**Input rows:**
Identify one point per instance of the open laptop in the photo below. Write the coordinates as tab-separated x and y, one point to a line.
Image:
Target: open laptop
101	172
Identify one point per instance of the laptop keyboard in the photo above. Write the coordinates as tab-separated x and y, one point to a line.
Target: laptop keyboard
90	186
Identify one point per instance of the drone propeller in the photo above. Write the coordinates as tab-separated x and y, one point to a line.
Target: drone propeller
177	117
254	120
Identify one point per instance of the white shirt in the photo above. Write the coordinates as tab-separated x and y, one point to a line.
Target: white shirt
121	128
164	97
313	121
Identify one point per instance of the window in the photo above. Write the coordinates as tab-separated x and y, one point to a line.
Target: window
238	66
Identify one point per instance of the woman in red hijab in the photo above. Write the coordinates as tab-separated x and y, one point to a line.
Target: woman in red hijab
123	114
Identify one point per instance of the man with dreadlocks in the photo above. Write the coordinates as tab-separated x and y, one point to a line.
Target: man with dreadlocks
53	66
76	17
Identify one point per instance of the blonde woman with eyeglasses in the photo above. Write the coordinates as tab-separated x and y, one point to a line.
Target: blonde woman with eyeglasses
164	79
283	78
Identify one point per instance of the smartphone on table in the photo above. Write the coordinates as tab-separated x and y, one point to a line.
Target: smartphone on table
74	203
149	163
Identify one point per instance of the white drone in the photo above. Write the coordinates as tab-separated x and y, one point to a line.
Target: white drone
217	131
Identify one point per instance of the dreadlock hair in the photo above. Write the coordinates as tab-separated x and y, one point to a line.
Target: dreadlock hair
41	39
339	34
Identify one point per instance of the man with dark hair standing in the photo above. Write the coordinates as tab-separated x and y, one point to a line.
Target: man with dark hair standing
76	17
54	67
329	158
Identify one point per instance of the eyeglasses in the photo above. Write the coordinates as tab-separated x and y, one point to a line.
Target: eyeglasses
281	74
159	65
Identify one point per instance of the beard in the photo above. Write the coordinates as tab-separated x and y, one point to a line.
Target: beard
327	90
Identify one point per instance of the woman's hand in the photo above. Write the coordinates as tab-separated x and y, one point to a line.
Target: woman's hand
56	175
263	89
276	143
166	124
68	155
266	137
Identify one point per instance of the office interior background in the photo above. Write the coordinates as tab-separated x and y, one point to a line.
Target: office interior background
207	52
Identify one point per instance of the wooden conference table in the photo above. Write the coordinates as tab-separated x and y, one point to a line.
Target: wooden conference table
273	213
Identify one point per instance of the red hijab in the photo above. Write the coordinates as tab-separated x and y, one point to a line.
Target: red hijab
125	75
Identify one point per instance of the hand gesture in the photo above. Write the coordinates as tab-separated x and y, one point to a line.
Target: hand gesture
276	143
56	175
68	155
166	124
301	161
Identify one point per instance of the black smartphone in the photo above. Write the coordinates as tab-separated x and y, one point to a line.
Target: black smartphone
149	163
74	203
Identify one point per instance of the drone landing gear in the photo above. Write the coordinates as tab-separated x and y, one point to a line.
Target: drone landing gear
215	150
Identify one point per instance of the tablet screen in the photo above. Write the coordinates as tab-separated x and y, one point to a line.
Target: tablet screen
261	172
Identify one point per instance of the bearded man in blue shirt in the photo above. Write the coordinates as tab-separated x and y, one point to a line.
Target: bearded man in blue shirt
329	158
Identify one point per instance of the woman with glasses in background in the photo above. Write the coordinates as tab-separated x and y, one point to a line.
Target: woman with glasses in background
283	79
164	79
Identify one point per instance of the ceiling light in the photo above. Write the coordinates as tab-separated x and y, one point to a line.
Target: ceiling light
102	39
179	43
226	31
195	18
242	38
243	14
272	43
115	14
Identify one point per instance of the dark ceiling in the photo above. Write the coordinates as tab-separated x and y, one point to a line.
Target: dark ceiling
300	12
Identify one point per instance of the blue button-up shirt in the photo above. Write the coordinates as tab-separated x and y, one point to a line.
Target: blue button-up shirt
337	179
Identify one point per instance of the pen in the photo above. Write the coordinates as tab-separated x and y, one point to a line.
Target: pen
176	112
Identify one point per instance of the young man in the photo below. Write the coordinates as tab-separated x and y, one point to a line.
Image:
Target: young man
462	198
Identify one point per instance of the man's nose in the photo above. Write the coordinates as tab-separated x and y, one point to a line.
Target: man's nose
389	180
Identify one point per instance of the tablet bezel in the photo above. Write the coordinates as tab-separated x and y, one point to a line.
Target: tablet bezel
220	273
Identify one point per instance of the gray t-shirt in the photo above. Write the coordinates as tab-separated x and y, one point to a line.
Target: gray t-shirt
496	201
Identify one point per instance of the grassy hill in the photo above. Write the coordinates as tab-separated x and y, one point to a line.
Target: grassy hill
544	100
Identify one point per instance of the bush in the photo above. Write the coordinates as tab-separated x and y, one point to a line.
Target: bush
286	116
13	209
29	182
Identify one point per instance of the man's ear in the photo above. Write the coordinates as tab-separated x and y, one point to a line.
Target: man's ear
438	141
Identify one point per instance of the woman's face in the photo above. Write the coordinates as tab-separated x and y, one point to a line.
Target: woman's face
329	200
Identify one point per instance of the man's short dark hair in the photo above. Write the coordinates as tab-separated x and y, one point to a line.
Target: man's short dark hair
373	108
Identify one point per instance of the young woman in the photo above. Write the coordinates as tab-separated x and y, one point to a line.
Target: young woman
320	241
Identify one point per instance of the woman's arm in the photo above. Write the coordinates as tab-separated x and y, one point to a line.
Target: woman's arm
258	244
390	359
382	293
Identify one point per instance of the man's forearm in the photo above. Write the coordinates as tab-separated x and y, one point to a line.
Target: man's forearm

**What this task involves:**
Turn every line of the records above into a numbered list, skipping any blank lines.

**Expected output:**
1. Identify one point per instance of the open laptop in the photo below. Write the coordinates as tab-separated x and y, one point to a line.
2. Image:
3. Target: open laptop
4. 101	172
5. Identify one point per instance of the laptop keyboard in the photo above. Write the coordinates as tab-separated x and y, one point to a line.
6. Target: laptop keyboard
7. 90	186
8. Identify one point per instance of the drone propeller in the photo above. Write the coordinates as tab-separated x and y, one point to a line.
9. Target: drone propeller
10. 177	117
11. 254	120
12. Identify one point per instance of the white shirt in the photo above. Write the coordinates as tab-separated x and y, one point to a line.
13. Target: white shirt
14. 121	128
15. 164	97
16. 313	121
17. Identify one point per instance of the window in the photo above. Write the coordinates as tab-separated x and y, one point to a line.
18. Target: window
19. 238	66
20. Identify one point per instance of the woman in red hijab in the photo above. Write the coordinates as tab-separated x and y, one point to a line.
21. Target: woman in red hijab
22. 123	114
23. Identify one point per instance of the man with dreadlocks in the photo above. Write the coordinates as tab-separated x and y, one point to a line.
24. Target: man with dreadlocks
25. 53	66
26. 76	17
27. Identify one point per instance of the blonde woman with eyeglasses in the photo above. Write the coordinates as tab-separated x and y, one point to a line.
28. Target: blonde woman with eyeglasses
29. 164	79
30. 283	78
31. Identify one point per instance of the smartphone on table in the photo above. Write the coordinates as tab-separated x and y, one point to a line.
32. Target: smartphone on table
33. 74	203
34. 149	163
35. Identify one point per instance of the white drone in the photo above. Write the coordinates as tab-separated x and y, one point to a line.
36. Target: white drone
37. 217	131
38. Identify one point per instance of the dreadlock hair in the photo above. Write the coordinates as tab-separated x and y, one point to a line.
39. Target: dreadlock hair
40. 41	39
41. 339	34
42. Identify one point per instance of the man with dark hair standing in the photo above. Write the coordinates as tab-separated x and y, one point to a line.
43. Target: man with dark hair standing
44. 76	17
45. 54	67
46. 329	158
47. Identify one point per instance of the eyeglasses in the photo above. Write the coordinates as tab-separated x and y, one point to a line.
48. Target: eyeglasses
49. 281	74
50. 159	65
51. Identify one point per instance of the beard in the photo above. Write the coordinates as tab-separated x and y, one point to a line.
52. Target: beard
53. 327	90
54. Identify one point per instance of the woman's hand in the photo above. Write the coordinates as tab-separated x and y, one point to a line.
55. Target: woman's hand
56. 56	175
57. 263	89
58. 276	143
59. 166	124
60. 68	155
61. 266	137
62. Identify one point per instance of the office interior background in the photo above. Write the coordinates as tab-separated x and y, one point to a line.
63. Target: office interior background
64. 207	52
65. Identify one point per instance of the wooden conference table in the photo above. Write the coordinates as tab-separated x and y, one point to a line.
66. Target: wooden conference table
67. 273	213
68. Identify one point per instance of the red hijab in the photo above. Write the coordinates as tab-separated x and y, one point to a line.
69. Target: red hijab
70. 125	75
71. Identify one point per instance of the hand gesture in the photo above. Write the coordinates as tab-separated x and y, one point to a line.
72. Target: hand gesture
73. 276	143
74. 56	175
75. 68	155
76. 166	124
77. 301	161
78. Identify one point per instance of the black smartphone in the photo above. Write the coordinates as tab-separated x and y, one point to a line.
79. Target: black smartphone
80. 149	163
81. 74	203
82. Identify one point per instance of the drone landing gear in the photo above. Write the coordinates as tab-separated x and y, one point to a line.
83. Target: drone landing gear
84. 215	150
85. Identify one point per instance of the tablet screen in the photo above. Write the coordinates as tab-separated x and y, one point to a line.
86. Target: tablet screen
87. 261	172
88. Identify one point per instance of the bearded man in blue shirt in the photo above. Write the coordinates as tab-separated x and y, one point to a line.
89. Target: bearded man in blue shirt
90. 329	158
91. Identify one point per instance of the woman with glasses in background in the photo above. Write the coordinates as tab-separated x and y, one point to a line.
92. Target: woman with glasses in background
93. 283	79
94. 164	79
95. Identify one point per instance of the ceiling light in the photo above. Write the coordinates as tab-separated x and y, one point to a line.
96. Target: ceiling light
97. 102	39
98. 179	43
99. 226	31
100. 195	18
101. 242	38
102. 243	14
103. 272	43
104. 115	14
105. Identify one point per instance of the dark ceiling in the photo above. Write the coordinates as tab-separated x and y, one point to a line.
106. Target: dark ceiling
107. 300	12
108. Identify one point per instance of the blue button-up shirt in the photo above. Write the coordinates as tab-separated x and y, one point to a line.
109. Target: blue button-up shirt
110. 337	179
111. Identify one point per instance of the pen in the photo above. Write the coordinates as tab-separated x and y, one point to a line.
112. Target: pen
113. 176	112
114. Identify one point per instance of the young man in the photo below. Write the coordinates as tab-separated x and y, one point to a line.
115. Image:
116. Target: young man
117. 462	198
118. Identify one point per instance of the man's nose in the photo above. Write the coordinates as tab-separated x and y, one point to a line.
119. Target: man's nose
120. 389	180
121. Identify one point per instance of the tablet bezel in the photo above. Write the coordinates as tab-separated x and y, one point to a line.
122. Target: tablet bezel
123. 220	273
124. Identify one point per instance of the gray t-shirt in the photo above. Write the coordinates as tab-separated x and y, one point to a line.
125. Target: gray t-shirt
126. 496	201
127. Identify one point per instance of the grassy hill in the photo above. Write the coordinates as tab-separated x and y, one point to a line.
128. Target: grassy hill
129. 544	100
130. Identify one point per instance of the bush in the photo above. Write the coordinates as tab-separated x and y, one point to a line.
131. Target: bush
132. 286	116
133. 13	209
134. 29	182
135. Identify one point per instance of the man's ear in the photo above. Write the coordinates as tab-separated x and y, one point to a line.
136. Target: man's ear
137. 438	141
138. Identify one point per instance of the woman's face in the photo above. Write the coordinates as tab-separated x and y, one point to a line.
139. Target: woman's face
140. 329	200
141. Identify one point per instance of the man's short dark hair in the photo above. Write the coordinates as tab-separated x and y, one point to a line.
142. Target: man's short dark hair
143. 373	108
144. Identify one point per instance of the young woman in the photo above. Write the coordinates as tab-separated x and y, one point to a line.
145. Target: young woman
146. 320	241
147. Identify one point per instance of the woman's arm in the photo above. Write the coordinates as tab-separated x and y, one point to a line.
148. Target: woman's arm
149. 258	244
150. 390	359
151. 382	293
152. Identify one point per instance of the man's forearm in the photo above. Write the coordinates as tab-separated x and y, one point to a line.
153. Target: man's forearm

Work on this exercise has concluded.